*Directions for this task*
Please pull out every line of the listing below that contains the word "brown", and copy each one unchanged.

*Provided information*
-.-.-
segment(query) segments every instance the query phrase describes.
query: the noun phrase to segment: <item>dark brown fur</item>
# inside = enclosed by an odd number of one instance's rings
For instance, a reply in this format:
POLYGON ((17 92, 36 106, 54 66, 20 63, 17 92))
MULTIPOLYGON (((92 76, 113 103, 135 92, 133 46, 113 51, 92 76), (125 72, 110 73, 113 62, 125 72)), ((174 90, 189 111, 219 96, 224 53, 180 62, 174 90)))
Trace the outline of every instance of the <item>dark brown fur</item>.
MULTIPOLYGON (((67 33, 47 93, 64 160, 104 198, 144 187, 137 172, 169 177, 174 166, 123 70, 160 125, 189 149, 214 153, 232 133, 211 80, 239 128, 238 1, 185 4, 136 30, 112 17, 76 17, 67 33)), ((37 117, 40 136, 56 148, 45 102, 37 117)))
-.-.-
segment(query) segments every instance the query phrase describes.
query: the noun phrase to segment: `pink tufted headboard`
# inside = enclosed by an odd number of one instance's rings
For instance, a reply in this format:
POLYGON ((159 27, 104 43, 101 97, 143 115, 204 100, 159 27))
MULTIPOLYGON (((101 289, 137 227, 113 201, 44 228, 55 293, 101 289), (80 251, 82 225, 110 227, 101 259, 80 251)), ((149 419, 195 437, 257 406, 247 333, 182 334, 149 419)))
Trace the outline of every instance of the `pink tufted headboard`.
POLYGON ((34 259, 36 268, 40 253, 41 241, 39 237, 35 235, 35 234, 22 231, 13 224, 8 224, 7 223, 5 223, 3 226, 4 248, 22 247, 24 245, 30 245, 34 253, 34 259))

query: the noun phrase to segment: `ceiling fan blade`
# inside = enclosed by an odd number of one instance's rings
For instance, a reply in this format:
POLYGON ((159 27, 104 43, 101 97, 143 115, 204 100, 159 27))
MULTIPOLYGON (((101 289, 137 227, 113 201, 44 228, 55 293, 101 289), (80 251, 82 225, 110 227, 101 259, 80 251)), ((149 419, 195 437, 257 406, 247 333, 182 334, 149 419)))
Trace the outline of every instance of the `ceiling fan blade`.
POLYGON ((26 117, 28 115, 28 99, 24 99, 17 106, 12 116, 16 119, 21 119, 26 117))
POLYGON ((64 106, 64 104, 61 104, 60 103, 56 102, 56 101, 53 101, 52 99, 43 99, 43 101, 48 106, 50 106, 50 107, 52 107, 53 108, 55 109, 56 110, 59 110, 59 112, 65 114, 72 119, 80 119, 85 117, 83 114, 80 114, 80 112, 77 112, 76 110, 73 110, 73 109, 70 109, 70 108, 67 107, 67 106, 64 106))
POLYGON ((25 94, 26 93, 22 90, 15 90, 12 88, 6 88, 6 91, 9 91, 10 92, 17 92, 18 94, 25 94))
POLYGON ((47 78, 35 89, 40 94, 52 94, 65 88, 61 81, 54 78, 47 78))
-.-.-
*Result*
query: the noun phrase to segment: <item>dark brown fur</item>
Trace the outline of every instance of the <item>dark brown fur</item>.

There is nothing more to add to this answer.